Work order:
Type the records that follow again exactly as written, but drop the pictures.

Data in this exercise:
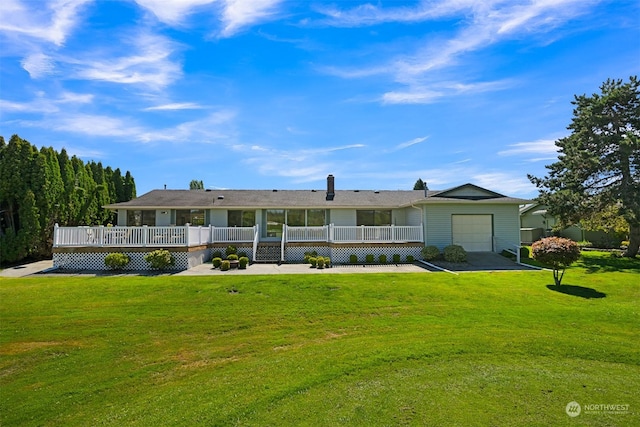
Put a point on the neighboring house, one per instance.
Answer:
(281, 225)
(536, 222)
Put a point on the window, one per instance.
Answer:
(315, 217)
(241, 218)
(275, 220)
(190, 216)
(373, 217)
(139, 217)
(295, 217)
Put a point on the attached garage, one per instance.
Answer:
(473, 232)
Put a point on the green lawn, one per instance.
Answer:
(376, 349)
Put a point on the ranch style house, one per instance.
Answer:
(282, 225)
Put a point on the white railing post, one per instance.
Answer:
(55, 235)
(284, 236)
(144, 235)
(256, 235)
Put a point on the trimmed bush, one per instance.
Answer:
(117, 260)
(556, 252)
(455, 253)
(160, 259)
(242, 262)
(429, 253)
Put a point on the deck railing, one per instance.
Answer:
(145, 236)
(180, 236)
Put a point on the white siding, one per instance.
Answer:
(343, 216)
(218, 217)
(163, 217)
(506, 223)
(414, 216)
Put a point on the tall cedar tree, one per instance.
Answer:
(39, 188)
(598, 167)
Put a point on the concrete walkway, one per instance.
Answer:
(478, 261)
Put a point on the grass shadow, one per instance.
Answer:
(577, 291)
(608, 262)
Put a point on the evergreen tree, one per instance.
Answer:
(599, 163)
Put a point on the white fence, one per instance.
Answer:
(383, 234)
(193, 236)
(144, 236)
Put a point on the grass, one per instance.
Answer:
(377, 349)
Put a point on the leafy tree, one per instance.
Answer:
(419, 185)
(196, 185)
(599, 163)
(556, 252)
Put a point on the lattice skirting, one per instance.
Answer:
(87, 260)
(340, 254)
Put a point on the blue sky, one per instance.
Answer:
(278, 94)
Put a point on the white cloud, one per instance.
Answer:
(172, 12)
(50, 21)
(175, 106)
(237, 14)
(149, 64)
(38, 65)
(541, 147)
(414, 141)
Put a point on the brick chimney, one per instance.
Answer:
(331, 191)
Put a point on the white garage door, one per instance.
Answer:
(473, 232)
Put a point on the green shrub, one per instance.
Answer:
(116, 261)
(455, 253)
(242, 262)
(556, 252)
(160, 259)
(429, 253)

The answer:
Put a point on the neighboring house, one per instance.
Answer:
(281, 225)
(536, 222)
Put a point on the window, one per instance.
Answer:
(315, 217)
(241, 218)
(275, 220)
(190, 216)
(373, 217)
(139, 217)
(295, 217)
Put a point on the attached garage, one per instance.
Answer:
(473, 232)
Put a point on the green lawn, one per instance.
Answer:
(376, 349)
Put a point on the ranch style house, one per instance.
Answer:
(282, 225)
Put a point on the white railing post, one per instance.
Answer:
(55, 235)
(284, 236)
(144, 235)
(256, 235)
Put a point on the trimmed bush, one per instance.
Answer:
(117, 260)
(556, 252)
(455, 253)
(160, 259)
(242, 262)
(429, 253)
Put a point on the deck railing, one per instance.
Answer:
(145, 236)
(180, 236)
Put a point on the white siding, one per instance.
Answer:
(343, 216)
(218, 217)
(163, 217)
(506, 223)
(414, 216)
Put a point on the tall cedar tree, one per instance.
Answer:
(39, 188)
(598, 167)
Put a point on the concrete walkway, one per instance.
Answer:
(478, 261)
Put a point on the grass shadow, one per instance.
Answer:
(577, 291)
(608, 262)
Put a point on the evergreen tree, one per instance.
Answer:
(599, 163)
Put a point on the white fence, one per instance.
Answer:
(383, 234)
(193, 236)
(144, 236)
Put a point on the grass, one per instance.
Answer:
(377, 349)
Put a point on the leafy tree, one per instance.
Answer:
(419, 185)
(196, 185)
(599, 163)
(556, 252)
Put a point on the lattice skirting, one per instance.
Answer:
(87, 260)
(340, 254)
Put a point on the blue sky, one per instance.
Answer:
(278, 94)
Put a point on the white cloud, one per instance.
Answer:
(172, 12)
(50, 21)
(175, 106)
(237, 14)
(149, 64)
(38, 65)
(541, 147)
(414, 141)
Put a point on the brick chimney, one per instance.
Answer:
(331, 191)
Put a point on the white garage door, one per instance.
Answer:
(473, 232)
Put a point on the green shrub, one per instance.
Answer:
(116, 261)
(455, 253)
(242, 262)
(556, 252)
(160, 259)
(429, 253)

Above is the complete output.